== Task statement ==
Copy every line from the start of the rows through the line containing "[186, 247, 204, 255]", requests included, adding 146 to each number in the answers' bounding-box coordinates and to nothing else. Leave out the pictures.

## begin

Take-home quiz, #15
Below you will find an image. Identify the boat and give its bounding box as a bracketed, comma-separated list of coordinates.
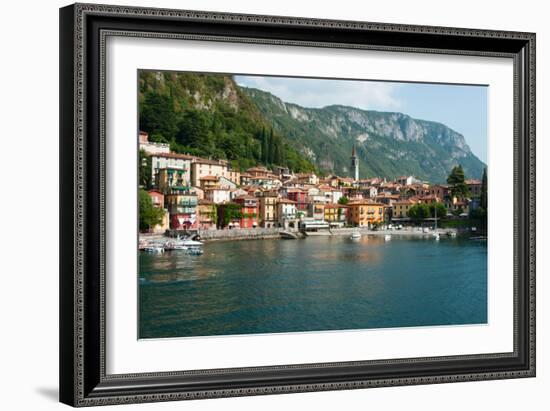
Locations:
[164, 238, 204, 251]
[432, 206, 439, 241]
[143, 244, 164, 254]
[186, 247, 204, 255]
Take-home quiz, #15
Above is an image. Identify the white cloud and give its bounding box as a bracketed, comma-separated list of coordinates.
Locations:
[235, 76, 401, 111]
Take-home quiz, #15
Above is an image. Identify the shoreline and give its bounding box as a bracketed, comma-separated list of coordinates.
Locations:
[140, 227, 466, 243]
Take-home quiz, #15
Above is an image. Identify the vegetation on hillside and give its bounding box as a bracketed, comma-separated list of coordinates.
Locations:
[139, 71, 316, 172]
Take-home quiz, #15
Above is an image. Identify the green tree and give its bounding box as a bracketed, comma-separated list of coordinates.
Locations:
[176, 109, 213, 155]
[429, 203, 447, 219]
[447, 165, 469, 198]
[409, 204, 430, 222]
[139, 92, 178, 142]
[479, 168, 487, 210]
[139, 188, 164, 231]
[139, 150, 151, 188]
[338, 196, 349, 205]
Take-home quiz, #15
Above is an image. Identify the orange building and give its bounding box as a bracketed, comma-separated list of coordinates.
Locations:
[348, 201, 386, 227]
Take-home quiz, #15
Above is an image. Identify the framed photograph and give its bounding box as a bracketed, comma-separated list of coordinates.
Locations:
[60, 4, 535, 406]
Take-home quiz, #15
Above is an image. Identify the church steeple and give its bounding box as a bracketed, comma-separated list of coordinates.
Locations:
[351, 144, 359, 181]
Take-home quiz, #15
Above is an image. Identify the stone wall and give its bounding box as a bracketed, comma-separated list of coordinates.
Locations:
[198, 228, 282, 240]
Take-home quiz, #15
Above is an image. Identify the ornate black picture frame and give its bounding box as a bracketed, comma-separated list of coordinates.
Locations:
[60, 4, 535, 406]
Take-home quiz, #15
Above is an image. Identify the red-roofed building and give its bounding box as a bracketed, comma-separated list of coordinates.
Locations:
[234, 196, 259, 228]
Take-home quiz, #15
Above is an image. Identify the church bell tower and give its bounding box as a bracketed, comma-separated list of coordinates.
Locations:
[351, 145, 359, 181]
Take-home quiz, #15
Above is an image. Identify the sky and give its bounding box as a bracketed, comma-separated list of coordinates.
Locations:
[235, 76, 487, 164]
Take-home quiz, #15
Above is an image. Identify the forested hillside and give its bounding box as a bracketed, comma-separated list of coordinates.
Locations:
[139, 71, 316, 172]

## end

== The completed task ==
Take-home quiz, #15
Below you will find an image. Identify the boat and give its bounding box as a bracketed, comma-separated list of coordinates.
Locations:
[310, 384, 350, 397]
[578, 352, 585, 387]
[289, 390, 310, 400]
[332, 393, 350, 401]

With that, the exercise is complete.